§ **Problem to work on**
Turn the lines of the records below, from the line containing "Could you kindly annotate the tall" through the line containing "Target: canal. Please", into a Markdown table with the columns Row and Line. Number each line in order and leave out blank lines.

......

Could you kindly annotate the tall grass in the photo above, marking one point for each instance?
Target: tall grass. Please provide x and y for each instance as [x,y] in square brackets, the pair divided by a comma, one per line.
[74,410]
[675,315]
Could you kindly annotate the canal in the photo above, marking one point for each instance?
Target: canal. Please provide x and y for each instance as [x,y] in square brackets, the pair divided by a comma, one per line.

......

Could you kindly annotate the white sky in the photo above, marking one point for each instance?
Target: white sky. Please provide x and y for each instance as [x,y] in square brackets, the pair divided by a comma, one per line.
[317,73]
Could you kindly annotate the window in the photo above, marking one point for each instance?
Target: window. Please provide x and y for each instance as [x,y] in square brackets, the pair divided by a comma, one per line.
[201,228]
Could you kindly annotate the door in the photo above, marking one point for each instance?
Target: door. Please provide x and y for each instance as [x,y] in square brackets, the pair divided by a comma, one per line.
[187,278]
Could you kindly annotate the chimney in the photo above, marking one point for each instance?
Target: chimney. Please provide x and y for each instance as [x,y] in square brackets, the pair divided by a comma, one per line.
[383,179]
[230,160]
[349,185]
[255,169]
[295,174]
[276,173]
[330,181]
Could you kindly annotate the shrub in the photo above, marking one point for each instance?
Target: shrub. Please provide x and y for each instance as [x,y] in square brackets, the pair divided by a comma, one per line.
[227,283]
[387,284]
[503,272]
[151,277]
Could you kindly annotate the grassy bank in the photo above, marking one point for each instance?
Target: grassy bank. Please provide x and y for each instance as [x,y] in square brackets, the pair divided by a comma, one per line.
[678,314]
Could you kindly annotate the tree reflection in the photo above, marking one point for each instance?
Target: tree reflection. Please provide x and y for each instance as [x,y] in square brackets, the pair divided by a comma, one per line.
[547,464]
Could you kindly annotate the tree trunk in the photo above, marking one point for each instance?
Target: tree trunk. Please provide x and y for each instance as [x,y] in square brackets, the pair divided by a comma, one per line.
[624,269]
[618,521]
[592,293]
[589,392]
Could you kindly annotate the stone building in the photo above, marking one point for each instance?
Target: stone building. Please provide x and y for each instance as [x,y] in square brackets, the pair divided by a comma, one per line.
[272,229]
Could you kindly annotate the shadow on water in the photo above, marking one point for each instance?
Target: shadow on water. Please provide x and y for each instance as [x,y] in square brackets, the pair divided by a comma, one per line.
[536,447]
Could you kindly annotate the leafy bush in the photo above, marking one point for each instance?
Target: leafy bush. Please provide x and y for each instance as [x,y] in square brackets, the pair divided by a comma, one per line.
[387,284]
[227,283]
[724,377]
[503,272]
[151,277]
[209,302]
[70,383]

......

§ **Answer to the problem**
| Row | Line |
|---|---|
| 1 | Could you kindly annotate the tall grass in the photo above, marking one point for each instance? |
| 2 | Target: tall grass. Please provide x and y for each instance as [x,y] in square brackets, the pair divided by a comma, one per line. |
| 3 | [74,410] |
| 4 | [675,315] |
| 5 | Could you kindly annotate the canal in the photo above, marking one point for each instance? |
| 6 | Target: canal. Please provide x and y for each instance as [x,y] in square brackets, the pair divided by a comma, one per line. |